INTERNATIONAL Commercial Terms (INCOTERMS) play a very important role in international trade. As transactions among buyers and sellers across international borders continue to grow exponentially, more and more companies are faced with the challenge of addressing, or at least minimizing, the risks involved in such transactions. While transactions among related parties may involve lesser risks, it is still very important for buyers and sellers to agree in clear and equivocal terms the responsibilities and obligations on costs, delivery terms, risk coverage and import/export formalities.

Incoterms and Logistics

Logistics services across international borders generally involve the use of international trading terms and letters of credit. The use of these terms determines the obligations and rights of the buyer and seller in the movement of goods in the supply chain, from sourcing and procurement of raw materials and supplies to customer order fulfillment. From an operational perspective, logistic services will involve the following:

  • adoption of international trading terms (INCOTERMS and documentary credits)

▸ Data excerpt:
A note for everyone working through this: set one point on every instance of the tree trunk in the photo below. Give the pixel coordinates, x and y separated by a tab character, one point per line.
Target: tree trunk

▸ What to work on:
A - In the passage on Incoterms, what do logistics services across international borders generally involve the use of?
B - Carry on the passage on Incoterms from the point where it stops.

▸ Results of the exercise:
A - They generally involve the use of international trading terms and letters of credit.

B -
  • use of transport providers, freight forwarders and shipping agents
  • availment of warehousing and distribution centers
  • customs clearance, inspection, security and compliance

INCOTERMS 2000

Incoterms was first introduced by the International Chamber of Commerce (ICC) in 1936, with the latest version (2000) now involving 13 terms. The terms provide an international standard for international sales and purchase contracts. It also sets the rules for interpreting the international trade terms. As a standard trading term used by the buyer and seller in an international sale transaction, it is widely accepted by governments, legal authorities and the trading community.

In general, the use of Incoterms serves to protect the interest of the buyer and the seller by managing risks in case of loss, by allocating transport and insurance costs between the parties, by defining responsibility for customs formalities, by minimizing disputes in the absence of well-defined sales contracts and by supplementing international sales contracts.

Specifically, Incoterms define the roles and responsibilities as to the following:

  • Delivery (where and when the seller fulfills obligation to deliver/transfer of ownership)
  • Documents (who provides what documents, whether manual or electronic)
  • Risks (who bears the risk of loss or damage at any point of transit / Transfer of Risk)
  • Costs (who pays for what)

Implication on Customs Valuation

Under existing customs rules and regulations, the dutiable value of an imported article is the “transaction value, which shall be the price actually paid or payable for the goods when sold for export to the Philippines”, adjusted by adding certain costs such freight and transport costs, insurance, royalty payments, assists, subsequent payments and commissions. Thus, the dutiable value is computed by getting the price paid or payable plus the adjustments mentioned above.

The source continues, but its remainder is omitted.